>> Start PROVIDED RECORDS

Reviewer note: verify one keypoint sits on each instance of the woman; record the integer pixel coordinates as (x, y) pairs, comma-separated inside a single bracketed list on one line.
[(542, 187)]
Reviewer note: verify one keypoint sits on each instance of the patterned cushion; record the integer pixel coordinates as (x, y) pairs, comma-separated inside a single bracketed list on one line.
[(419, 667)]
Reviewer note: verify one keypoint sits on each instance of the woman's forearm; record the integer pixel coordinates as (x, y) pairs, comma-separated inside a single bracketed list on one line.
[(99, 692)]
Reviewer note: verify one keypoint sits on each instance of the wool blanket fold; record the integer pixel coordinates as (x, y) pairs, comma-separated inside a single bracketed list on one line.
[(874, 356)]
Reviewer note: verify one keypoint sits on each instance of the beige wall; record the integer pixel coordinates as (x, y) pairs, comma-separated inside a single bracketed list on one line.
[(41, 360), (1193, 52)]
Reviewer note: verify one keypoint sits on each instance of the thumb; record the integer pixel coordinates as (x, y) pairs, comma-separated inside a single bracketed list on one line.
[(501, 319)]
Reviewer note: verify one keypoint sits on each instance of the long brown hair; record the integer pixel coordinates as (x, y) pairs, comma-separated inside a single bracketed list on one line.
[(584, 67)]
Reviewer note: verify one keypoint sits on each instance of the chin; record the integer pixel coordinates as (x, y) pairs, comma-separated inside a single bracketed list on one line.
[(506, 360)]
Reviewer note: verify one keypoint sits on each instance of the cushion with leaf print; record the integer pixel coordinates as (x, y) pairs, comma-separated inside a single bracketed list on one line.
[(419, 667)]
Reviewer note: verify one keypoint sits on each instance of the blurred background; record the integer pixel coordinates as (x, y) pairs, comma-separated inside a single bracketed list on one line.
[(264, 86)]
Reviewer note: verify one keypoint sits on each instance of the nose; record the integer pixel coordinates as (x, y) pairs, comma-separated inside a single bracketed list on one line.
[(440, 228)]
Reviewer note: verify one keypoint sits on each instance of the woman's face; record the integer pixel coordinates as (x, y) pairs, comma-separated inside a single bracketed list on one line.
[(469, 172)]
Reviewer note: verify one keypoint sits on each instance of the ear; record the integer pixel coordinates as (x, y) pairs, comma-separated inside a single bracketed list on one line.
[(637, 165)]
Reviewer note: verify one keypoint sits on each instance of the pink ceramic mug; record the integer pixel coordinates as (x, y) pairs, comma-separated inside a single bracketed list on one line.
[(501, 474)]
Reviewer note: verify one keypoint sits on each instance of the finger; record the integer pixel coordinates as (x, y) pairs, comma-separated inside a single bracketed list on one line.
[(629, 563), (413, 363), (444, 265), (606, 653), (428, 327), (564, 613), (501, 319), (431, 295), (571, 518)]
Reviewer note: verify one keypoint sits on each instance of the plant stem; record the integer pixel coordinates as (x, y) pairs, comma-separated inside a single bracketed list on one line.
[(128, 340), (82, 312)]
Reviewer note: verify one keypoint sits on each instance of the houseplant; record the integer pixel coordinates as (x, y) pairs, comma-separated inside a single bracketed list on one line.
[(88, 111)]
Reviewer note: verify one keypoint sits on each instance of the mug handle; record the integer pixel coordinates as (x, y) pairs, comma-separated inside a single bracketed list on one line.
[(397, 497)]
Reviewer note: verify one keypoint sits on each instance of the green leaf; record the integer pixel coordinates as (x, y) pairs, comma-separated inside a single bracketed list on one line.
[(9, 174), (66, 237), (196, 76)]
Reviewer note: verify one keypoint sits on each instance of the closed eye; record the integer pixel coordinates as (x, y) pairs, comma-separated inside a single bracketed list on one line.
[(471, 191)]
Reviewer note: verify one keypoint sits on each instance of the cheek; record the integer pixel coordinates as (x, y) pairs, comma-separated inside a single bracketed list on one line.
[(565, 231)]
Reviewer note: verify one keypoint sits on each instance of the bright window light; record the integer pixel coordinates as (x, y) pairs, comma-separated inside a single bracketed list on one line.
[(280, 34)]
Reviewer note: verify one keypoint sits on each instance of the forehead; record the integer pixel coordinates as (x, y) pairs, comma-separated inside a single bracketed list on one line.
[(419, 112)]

>> End PROVIDED RECORDS

### AIM
Reproduce all of the data above verbatim, keeping every line in its original order.

### CORRECT ANSWER
Reviewer note: verify one keypoint sits on each instance of the woman; record the integer pixel coordinates as (x, y) pairs, comma-separated inside a single bracketed list on one line.
[(542, 187)]
Reviewer note: verify one keypoint sits on each instance of the patterned cushion; record the integer pixel coordinates as (x, y) pairs, comma-separated inside a single bracketed list on one line.
[(419, 667)]
Reviewer note: verify one keypoint sits on each instance of the woman's forearm; record the integer pixel coordinates as (x, y) pairs, comma-separated inside a single bracketed list on one line.
[(99, 692)]
Reviewer note: verify one keypoint sits on each instance of the wool blanket fold; record the integer pixel coordinates as (x, y) pairs, comma-separated inside a single bracketed list on one line.
[(874, 356)]
Reviewer note: verify one keypoint sits on each instance of the beige wall; record the integer pixel coordinates as (x, y) pairs, comma-separated inside a single bracketed list on one line.
[(41, 360), (1193, 52)]
Reviewer note: verify one keypoint sits on each instance of the thumb; record the integer pixel coordinates as (x, y) pairs, comma-separated inside a single bracketed list on one line.
[(501, 319)]
Reviewer note: verify one keypoint sits on each instance of the long brown hair; record the integer pixel coordinates as (x, y) pairs, comma-separated inside a single bracketed list on one line.
[(584, 67)]
Reviewer note: verify one keypoint sits on each instance of the chin; record the integer pixel coordinates as (x, y) pairs, comma-separated inside a single bracketed list on one line.
[(506, 360)]
Reviewer note: verify one keypoint sits on each instance of the cushion with leaf print; record the integer pixel coordinates as (x, y) pairs, comma-separated inside a single bracketed list on one line.
[(419, 667)]
Reviewer note: verify one keypoint sits on each instance of the blurred background; record the integer pixel coordinates as (x, y) pairs, comma-separated inside a single bracketed list on one line.
[(264, 86)]
Reviewer note: verify one keypoint sits on each instance of the nose; record the integer pixel coordinates as (x, y) pairs, comma-separated inside a single bracketed list on one line.
[(440, 228)]
Reviewer note: verify one keypoint sits on each instance of the woman's face; record the integer pixel coordinates as (x, y) pairs, comma-separated inside a single bracketed list on one line.
[(469, 172)]
Reviewer note: verify one keypoint sits on each instance of the ear; record the integer pixel coordinates as (x, y) pairs, comma-separated inside a single bracketed list on one line.
[(637, 165)]
Reviewer note: verify one keypoint sits on each instance of the pink ceramic mug; record the integer pixel coordinates as (x, y) pairs, comma-separated inside a single bracketed list on one line.
[(501, 474)]
Reviewer note: verify one keypoint sits on each instance of the finger; record the integer pixel coordinates as (x, y) pairs, comma-separated inside a single bracketed list on one line.
[(629, 563), (413, 363), (444, 265), (606, 653), (428, 327), (564, 613), (501, 319), (431, 295), (571, 518)]
Reviewer note: verify one keypoint sits on each instance of the plant stem; record the integer pixel coordinates as (x, y) pairs, comma-separated inside a single bracketed list on one line.
[(128, 340), (82, 312)]
Reviewer note: verify one keypoint sits on each instance of the houseplant; record the integer pixel coordinates as (x, y) pairs, comma-separated inside a single bracketed list on one line.
[(88, 111)]
Reviewer note: verify one keypoint sits on each instance of the mug handle; record the integer pixel coordinates as (x, y) pairs, comma-separated inside a single bracketed list on one line.
[(397, 497)]
Reviewer note: verify one keypoint sits on each instance of the green leaf; record the integer pixel coordinates as (x, y) pairs, comma-separated inside a single bracketed list on one line.
[(9, 174), (66, 237), (196, 76)]
Reviewer note: verify one keypoint sits on each instance of the closed eye; record the integer pixel coordinates as (x, y) pairs, comma-separated inside a single bracketed list on one line.
[(471, 191)]
Reviewer note: verify one keypoint sits on each instance of the cheek; record the integer pixel coordinates as (x, y) pairs, comma-separated inside a single bracketed list on one line.
[(565, 231)]
Reviewer note: verify one keypoint sits on each instance of the bright window light; record the integer pixel coordinates as (x, y) pairs, comma-separated inside a single bracketed list on one line.
[(280, 34)]
Reviewer note: verify one keypoint sits on each instance of the forehead; record the integer pixel coordinates as (x, y) pairs, comma-separated inside a single bracketed list on one line.
[(419, 112)]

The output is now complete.